| DESCRIPTION OF THE TASK |
Return each line below that contains the string "Target", matching case exactly.
====== PROVIDED DATA ======
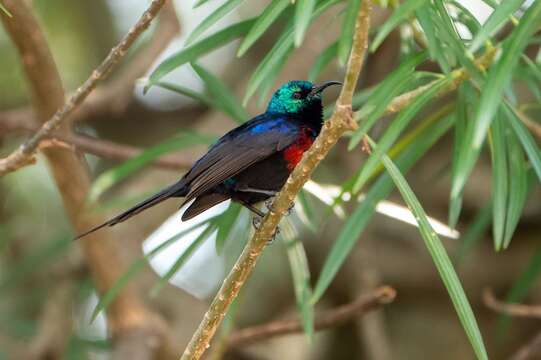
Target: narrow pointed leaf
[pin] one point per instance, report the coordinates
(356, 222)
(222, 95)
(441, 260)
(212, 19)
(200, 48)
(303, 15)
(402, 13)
======
====== PROVIDED DATA ======
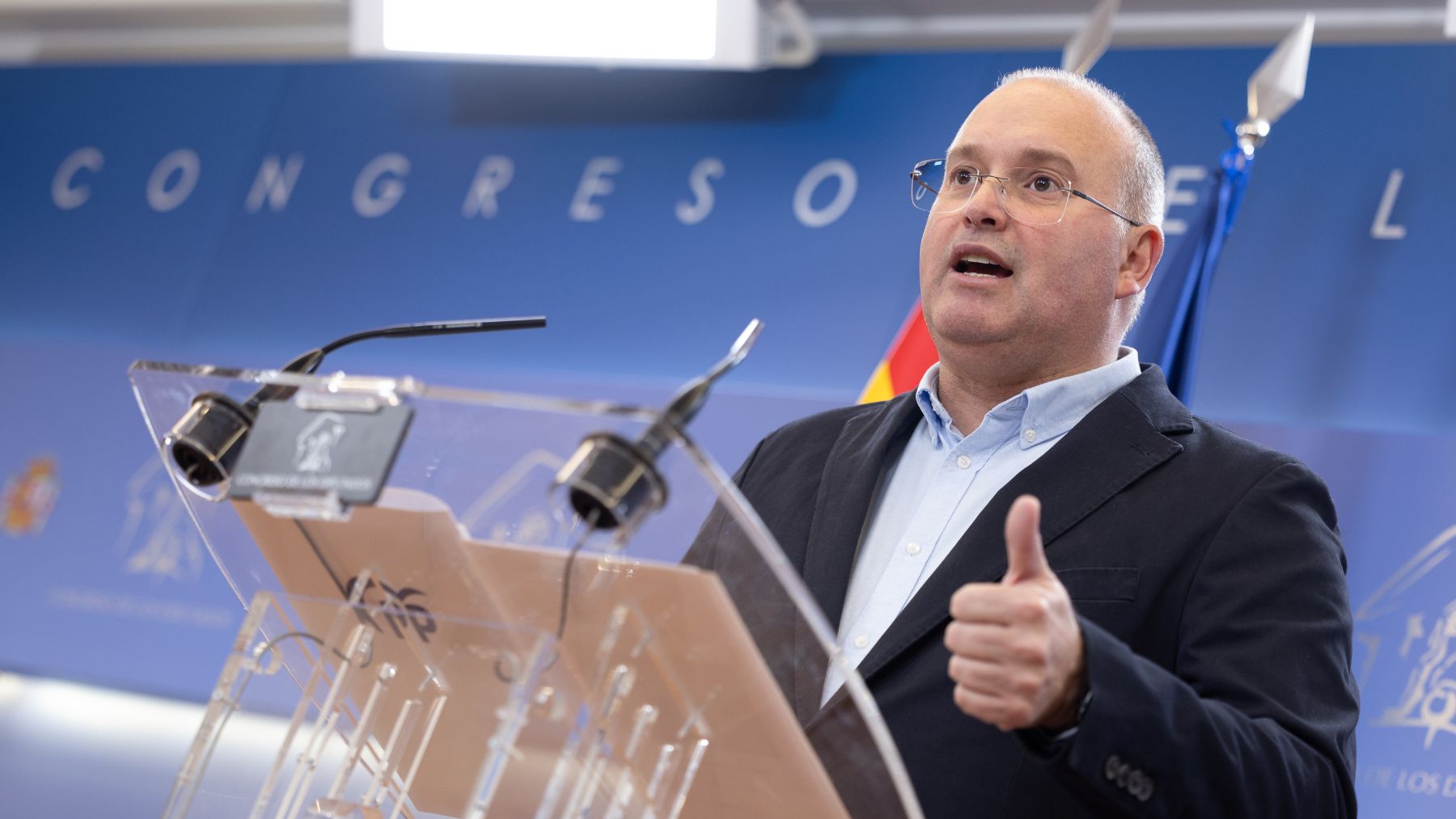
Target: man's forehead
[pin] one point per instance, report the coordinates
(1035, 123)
======
| EXERCISE RESPONSE |
Target: narrow pointed leaf
Target: man's forehead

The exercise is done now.